Belge:
··········
Nihayet evime yerleştim, annem gelip evin dipköşe temizliğini yaptı. Tabii lafını esirgemedi yine. Gardırobumda elbiselerimi görmüş, ``elbiseler de alır olmuşsun artık`` dedi. Sessiz kaldım. Annem evden ayrıldığında, ``oh be!`` dedim, ``... İşte bu! Özgürlük!``. Hayatım daha pozitif geçiyordu artık, üniversite korktuğum gibi değilmiş. Sınıf arkadaşlarım hiç yadırgamadı beni. Unisexten kadın kıyafetlerine geçmiştim artık. Saçım git gide uzuyordu, neredeyse omuzlarımdaydı. Ayna karşısında daha fazla vakit geçirir olmuştum. Vücut kıllarım ve cinsel organım haricinde vücudumla barışmıştım, tabii aynalarla da. O kadar da kalın değilmiş aslında belim ve omuzlarım, ben fazla takıyormuşum meğer. Okula giderken tatlı bir heyecan basıyordu; ne giysem telaşı... Saçlarımı düzleştiriyor, hafif bir göz makyajı ve ruj sürüp koyuluyordum yola. Bakışlar değişmişti sanki, çoğu kişi ya transseksüel olduğumu anlamıyordu ya da anlıyor ama teşhirci olmayışımı takdir edip aşağılayıcı, ayrıştırıcı bakmıyordu bana. Çok nadir nefret söylemlerine maruz kalıyordum yaşadığım çevrede. Mutluydum. İsim seçmeliydim derhal. Sosyal çevremde kimlikteki ismimle anılmak beni rencide ediyordu. Ne olabilir, ne olabilir derken hem kimlikteki ismime yakın hem de anlamlı bir şey olsun dedim. Buldum! Mira! Kimlikteki ilk ismim ile iki harfi uyumlu, ayrıca Rumca kader demek. Kaderimi yaşıyorum nihayetinde. Kimlikteki ikinci ismime uygun olarak da Stefania`yı seçtim, kilise nikahlarında gelin ve damadın başına taktıkları taca verilen isim, bağlılığı sembolize ediyor. Mira Stefania! Tamamdır, işte bu! Harmonisi de gayet hoş. Artık bu şekilde kendimi takdim ediyordum çevremdekilere, kısa bir sürede kendim de alıştım ismime. Mutluluğum günden güne artıyordu ama bir türlü tam olarak tatmin olmuyordum. Tam her şey yolunda derken bir aksilik çıkıyordu beni yerle bir eden. Yüzümü her gün traş etmek zorundaydım misal, cildim hassas olduğu için tahriş oluyordu, en kaliteli fondoten dahi tam olarak kapatmaz olmuştu tahriş izlerini. Hergün traş oldukça kıllar daha da kalın çıkıyor beni depresyona sürüklüyordu. Evden çıkmaz olmuştum. Bir hafta kadar bakkala dahi gitmedim. Daha sonra toparlanmalı dedim kendi kendime. Artık toparlanmalı!
··········
Kayıtlı veriler:
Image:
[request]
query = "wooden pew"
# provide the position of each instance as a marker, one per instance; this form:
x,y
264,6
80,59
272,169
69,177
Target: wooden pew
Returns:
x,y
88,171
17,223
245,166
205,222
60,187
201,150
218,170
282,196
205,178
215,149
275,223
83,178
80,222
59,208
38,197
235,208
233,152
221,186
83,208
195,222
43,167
··········
Yönerge 1:
Mira Stefania'nın anlatısına göre şu ifadeler doğru mu: (a) Seçilen Mira ismi Rumcada kader anlamına gelir. (b) Sınıf arkadaşları anlatıcıyı yadırgamıştır. (c) Anlatıcı bir hafta kadar bakkala bile gitmemiştir. Her biri için evet ya da hayır deyin ve belirleyici sözleri metinden aynen aktarın.
Yönerge 2:
Mira Stefania'nın anlatısını son cümlesinden sonra sürdürün.

Yanıt 1:
(a) Evet: "Kimlikteki ilk ismim ile iki harfi uyumlu, ayrıca Rumca kader demek."
(b) Hayır: "Sınıf arkadaşlarım hiç yadırgamadı beni."
(c) Evet: "Bir hafta kadar bakkala dahi gitmedim."

Yanıt 2:
Kendine gel, Mira!
Bir yerden başlamalıydım artık, böyle olmaz! İnternetten Türkiye`deki cinsiyet uyumlama süreci hakkında detaylı bilgi toplamalıydım. Ulaşabildiğim kadar insana ulaştım. Uyumlama sürecinde olan transseksüel bireylerle iletişime geçtim. Haftalarca sürdü araştırmam, bu süre içerisinde aralıklı da olsa dışarı çıkar olmuştum. Bir şeyler yapıyor olmak moral veriyordu bana. Cerrahpaşa Tıp Fakültesi`nde Uzm. Dr. Şenol Turan ilgileniyormuş transseksüalite vakaları ile. Hemen gidip randevu aldım kendisinden. Randevu günü gittiğimde geçmişten günümüze olduğu gibi birer birer anlattım ne var ne yoksa. Sonrasında belli başlı kağıt üzerinde testler yapmamı istedi; ailevi durumum ve sağlığımla ilgili testler. Üç ay sonraki randevumda testleri teslim ettim kendisine, benden IQ ve bir kaç test daha yapmamı istedi. Beşyüz seksen küsür soruluk IQ testi ve görsel hafıza zımbırtıları...
Devletin sağlık sektöründe transfobi!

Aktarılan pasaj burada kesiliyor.